■ Written problem
Your task is to give the data again, exactly, with every line intact.

* * *

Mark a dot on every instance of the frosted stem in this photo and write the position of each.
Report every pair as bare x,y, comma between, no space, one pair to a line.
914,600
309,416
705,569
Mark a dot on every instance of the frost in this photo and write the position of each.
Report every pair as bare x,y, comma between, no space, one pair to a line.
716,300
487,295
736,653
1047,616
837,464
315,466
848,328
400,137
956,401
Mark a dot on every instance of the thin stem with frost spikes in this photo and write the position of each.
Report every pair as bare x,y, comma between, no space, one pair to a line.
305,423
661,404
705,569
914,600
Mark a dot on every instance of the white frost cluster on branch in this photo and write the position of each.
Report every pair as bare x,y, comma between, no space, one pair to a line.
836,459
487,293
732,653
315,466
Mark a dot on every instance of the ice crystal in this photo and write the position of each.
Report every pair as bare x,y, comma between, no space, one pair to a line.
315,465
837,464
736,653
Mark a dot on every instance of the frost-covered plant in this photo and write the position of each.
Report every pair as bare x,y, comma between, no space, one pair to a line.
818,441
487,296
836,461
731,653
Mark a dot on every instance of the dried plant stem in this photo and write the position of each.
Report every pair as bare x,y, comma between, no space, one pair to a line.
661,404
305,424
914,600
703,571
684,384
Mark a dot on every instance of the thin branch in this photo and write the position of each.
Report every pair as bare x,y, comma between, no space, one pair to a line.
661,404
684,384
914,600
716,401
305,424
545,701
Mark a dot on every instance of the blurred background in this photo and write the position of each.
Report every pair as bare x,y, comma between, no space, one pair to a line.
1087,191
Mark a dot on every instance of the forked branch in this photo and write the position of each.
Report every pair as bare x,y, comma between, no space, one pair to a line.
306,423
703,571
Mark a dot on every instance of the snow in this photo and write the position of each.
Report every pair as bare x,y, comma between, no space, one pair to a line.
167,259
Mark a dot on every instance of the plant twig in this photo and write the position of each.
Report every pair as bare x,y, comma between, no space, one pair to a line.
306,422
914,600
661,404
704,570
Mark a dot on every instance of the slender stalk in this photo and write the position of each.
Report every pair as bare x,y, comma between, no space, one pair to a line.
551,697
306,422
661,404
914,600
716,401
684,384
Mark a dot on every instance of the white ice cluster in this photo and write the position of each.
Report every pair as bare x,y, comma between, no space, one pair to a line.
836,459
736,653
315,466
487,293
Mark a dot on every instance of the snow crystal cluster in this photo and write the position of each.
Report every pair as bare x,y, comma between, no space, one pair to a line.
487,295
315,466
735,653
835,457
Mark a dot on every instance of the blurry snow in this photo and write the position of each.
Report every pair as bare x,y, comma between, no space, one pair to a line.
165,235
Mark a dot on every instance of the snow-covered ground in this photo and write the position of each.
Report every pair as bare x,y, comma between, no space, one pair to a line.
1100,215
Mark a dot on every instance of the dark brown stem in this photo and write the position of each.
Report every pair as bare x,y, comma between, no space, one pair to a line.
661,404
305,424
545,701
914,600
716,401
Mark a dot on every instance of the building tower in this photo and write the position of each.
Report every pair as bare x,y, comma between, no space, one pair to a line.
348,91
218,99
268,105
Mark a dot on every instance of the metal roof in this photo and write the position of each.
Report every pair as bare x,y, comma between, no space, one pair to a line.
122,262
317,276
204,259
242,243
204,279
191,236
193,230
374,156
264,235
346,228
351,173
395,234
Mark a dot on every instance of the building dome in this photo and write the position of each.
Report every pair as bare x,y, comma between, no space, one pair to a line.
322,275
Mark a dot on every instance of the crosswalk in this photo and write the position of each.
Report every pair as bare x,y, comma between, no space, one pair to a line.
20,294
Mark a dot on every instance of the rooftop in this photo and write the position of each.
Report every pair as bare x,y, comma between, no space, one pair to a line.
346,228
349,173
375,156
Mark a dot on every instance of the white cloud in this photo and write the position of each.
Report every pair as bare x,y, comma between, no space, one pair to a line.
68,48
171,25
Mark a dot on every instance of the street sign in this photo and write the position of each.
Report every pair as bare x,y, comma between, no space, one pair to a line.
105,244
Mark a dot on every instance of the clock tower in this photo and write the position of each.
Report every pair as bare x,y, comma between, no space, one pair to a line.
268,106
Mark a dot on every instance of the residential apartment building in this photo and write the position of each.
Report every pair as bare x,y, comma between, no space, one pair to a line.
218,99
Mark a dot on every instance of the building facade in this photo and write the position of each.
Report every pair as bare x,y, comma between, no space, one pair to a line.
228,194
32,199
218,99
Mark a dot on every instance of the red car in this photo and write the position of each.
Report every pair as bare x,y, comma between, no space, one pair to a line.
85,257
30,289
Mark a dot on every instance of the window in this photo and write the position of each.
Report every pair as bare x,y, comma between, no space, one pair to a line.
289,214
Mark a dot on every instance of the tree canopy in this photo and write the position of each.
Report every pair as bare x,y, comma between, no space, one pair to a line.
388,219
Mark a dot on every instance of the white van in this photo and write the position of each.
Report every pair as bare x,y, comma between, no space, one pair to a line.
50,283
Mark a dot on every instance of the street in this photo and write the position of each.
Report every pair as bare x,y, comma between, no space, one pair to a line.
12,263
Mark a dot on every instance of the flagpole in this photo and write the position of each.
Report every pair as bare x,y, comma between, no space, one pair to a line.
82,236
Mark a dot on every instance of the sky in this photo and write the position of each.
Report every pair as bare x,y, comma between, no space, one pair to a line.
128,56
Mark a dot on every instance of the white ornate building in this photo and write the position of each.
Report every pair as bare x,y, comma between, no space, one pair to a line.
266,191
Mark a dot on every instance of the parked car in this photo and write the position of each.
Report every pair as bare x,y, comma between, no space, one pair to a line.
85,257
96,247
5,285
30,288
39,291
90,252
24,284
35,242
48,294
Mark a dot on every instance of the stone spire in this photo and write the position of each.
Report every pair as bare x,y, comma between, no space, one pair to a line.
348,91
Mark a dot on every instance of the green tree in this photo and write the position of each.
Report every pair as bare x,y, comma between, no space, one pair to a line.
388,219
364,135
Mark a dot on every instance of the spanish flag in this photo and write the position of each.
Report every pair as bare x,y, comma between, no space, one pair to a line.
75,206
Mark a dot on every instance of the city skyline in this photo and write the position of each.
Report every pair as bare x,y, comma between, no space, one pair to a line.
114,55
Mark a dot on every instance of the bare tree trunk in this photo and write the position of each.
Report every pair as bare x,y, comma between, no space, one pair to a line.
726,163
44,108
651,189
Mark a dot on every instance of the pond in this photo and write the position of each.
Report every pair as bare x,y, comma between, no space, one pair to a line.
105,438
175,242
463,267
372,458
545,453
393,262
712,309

* * *

■ Task response
Mark a dot on every instance of the frosted stem in this photo and write the position of each.
Report every pair as bare x,y, comma between, no space, one pair to a line.
914,600
309,416
705,569
Mark a dot on every instance of the frost in this photo and write the position of each.
Report every pair as bare x,y, comma between, no space, one pair to a line.
716,300
487,295
736,653
1047,616
837,464
315,466
848,328
400,137
956,401
Mark a dot on every instance of the thin stem with frost spikes in this photo and write the position of each.
Report every pair as bare x,y, comma between, no space, one pair to a line.
305,423
661,404
705,569
914,600
Mark a dot on every instance of the white frost cluster on branch in this photo and write the position of each.
Report every pair as bare x,y, comma between, no space, one pair to a line.
836,459
487,293
732,653
315,466
Mark a dot on every instance of the ice crystal in this photo and write the position of each.
Report every pair as bare x,y, comma between, no space, one pair to a line.
315,465
837,464
736,653
Mark a dot on every instance of the frost-covered plant in this photo and write the position of each.
Report every pair as bare x,y, comma between, no space, one pair to a line.
818,441
487,296
836,461
731,653
Mark a dot on every instance of the dried plant stem in this photo and write the position of each.
Report every pair as bare x,y, comma between, no space, one pair to a line.
661,404
305,424
914,600
703,571
684,384
Mark a dot on every instance of the thin branch in this photo and write the position of each.
Report every pair as bare x,y, comma between, no space, one pair to a line.
661,404
684,384
914,600
716,401
305,424
545,701
Mark a dot on every instance of the blurred background in this photo and write the position of each.
Report every pair as bare x,y, comma between, no space, one pair to a line.
1087,191
Mark a dot on every instance of the forked branch in this photo and write the position of each.
Report every pair as bare x,y, comma between, no space, one pair to a line.
306,423
703,571
Mark a dot on every instance of the snow in this photo and write the position of each.
Report every pair as bare x,y, comma between, no space, one pair to a line.
167,259
Mark a dot on every instance of the plant twig in this photo and write the position of each.
Report every pair as bare x,y, comma between, no space, one pair to a line.
306,422
914,600
661,404
704,570
Mark a dot on every instance of the slender stalk in this photo and write the position of each.
Report every pair as bare x,y, comma between, no space, one pair to a line.
551,697
306,422
661,404
914,600
716,401
684,384
Mark a dot on every instance of the white ice cluster in this photo and write the position of each.
Report every pair as bare x,y, comma between, no space, one pair to a line.
836,459
736,653
315,466
487,293
Mark a dot on every instance of the snow crystal cluster in this photo and write the position of each.
Report every pair as bare x,y, comma between, no space, one pair to a line.
487,295
315,466
735,653
835,457
Mark a dot on every instance of the blurry snow in this photo and write the position of each.
Report every pair as bare x,y, comma between, no space, one pair to a line.
165,235
Mark a dot on every instance of the snow-covered ground in this photo and write the position of each.
Report every pair as bare x,y, comma between, no space, one pair to a line.
1100,215
Mark a dot on every instance of the dark brown stem in this photo and write the position of each.
Report every pair as bare x,y, comma between, no space, one pair to a line.
661,404
305,424
545,701
914,600
716,401
Mark a dot on every instance of the building tower in this photo and write the position of each.
Report every pair as bare x,y, comma between, no space, one pair to a line.
348,91
218,99
268,105
Mark a dot on every instance of the metal roof in this photo and write the position of each.
Report every pair as bare x,y, comma between, no space, one pair to a line.
122,262
317,276
204,259
242,243
204,279
191,236
193,230
374,156
264,235
346,228
351,173
395,234
Mark a dot on every instance of the building dome in this photo and write the position of each.
Report every pair as bare x,y, comma between, no space, one pair to a line.
322,275
Mark a dot on every instance of the crosswalk in this photo and write the position of each.
Report every pair as bare x,y, comma between, no space, one pair to a line.
20,294
Mark a dot on every instance of the rooftop in this photo and write the position of each.
Report every pair as bare x,y, comma between, no space, one pair to a line.
346,228
349,173
375,156
Mark a dot on every instance of the white cloud in this photo and write the position of each.
Report every pair as bare x,y, comma between, no space, one pair to a line.
68,48
171,25
Mark a dot on every instance of the street sign in this photo and write the position of each.
Report every pair as bare x,y, comma between, no space, one pair to a line.
105,244
Mark a dot on every instance of the clock tower in this photo and write the position of each.
Report every pair as bare x,y, comma between, no space, one pair to a line.
268,106
Mark a dot on every instance of the residential apartment building in this photo and write the position of each.
Report every pair as bare x,y, comma between, no space, one pair to a line.
218,99
Mark a dot on every instance of the building facade in this photo and write the position of each.
Report every pair as bare x,y, comma between, no space, one pair to a line.
228,194
32,199
218,99
Mark a dot on every instance of the red car in this photo and write the position of each.
Report every pair as bare x,y, comma between, no space, one pair to a line.
85,257
30,289
Mark a dot on every instance of the window in this photo and write the position of each.
Report every pair as bare x,y, comma between, no space, one pair to a line.
289,214
Mark a dot on every instance of the tree canopy in this photo and write the position of each.
Report every pair as bare x,y, comma between, no space, one pair to a line.
388,219
Mark a dot on every instance of the white van in this photo and write the position of each.
Report every pair as bare x,y, comma between, no space, one pair to a line.
50,283
Mark a dot on every instance of the street in this photo and write the position of each.
Report every pair as bare x,y, comma between, no space, one pair to a line.
12,263
Mark a dot on every instance of the flagpole in this photo and write the position of each.
Report every pair as bare x,y, comma between, no space, one pair to a line.
82,236
Mark a dot on every instance of the sky in this photo and write the position of each.
Report every pair as bare x,y, comma between, no space, one pair to a line.
128,56
Mark a dot on every instance of the white ornate building in this photo and write the position of each.
Report every pair as bare x,y, comma between, no space, one pair to a line.
266,191
Mark a dot on every instance of the parked car in this photo and write the position of each.
Report every pair as bare x,y, comma between, no space, one pair to a line.
85,257
96,247
5,285
30,288
39,291
90,252
24,284
35,242
48,294
Mark a dot on every instance of the stone spire in this photo and write the position of each.
Report every pair as bare x,y, comma between, no space, one pair to a line.
348,91
Mark a dot on every instance of the green tree in this photo and write the position of each.
Report every pair as bare x,y, comma between, no space, one pair to a line.
388,219
364,135
Mark a dot on every instance of the spanish flag in this photo and write the position of each.
Report every pair as bare x,y, comma between, no space, one pair to a line.
75,206
Mark a dot on every instance of the city skyline in this photo and write the position of each.
Report every pair as bare x,y, comma between, no space, one pair to a line.
114,55
Mark a dot on every instance of the bare tree trunk in this photo and write the position of each.
Report every pair as bare x,y, comma between, no space, one pair to a line.
726,163
44,108
651,189
Mark a dot on every instance of the pond in this photo and write the position of each.
Report every pair as bare x,y, comma between, no space, one pair to a line.
105,438
175,242
463,267
372,458
545,453
393,262
712,309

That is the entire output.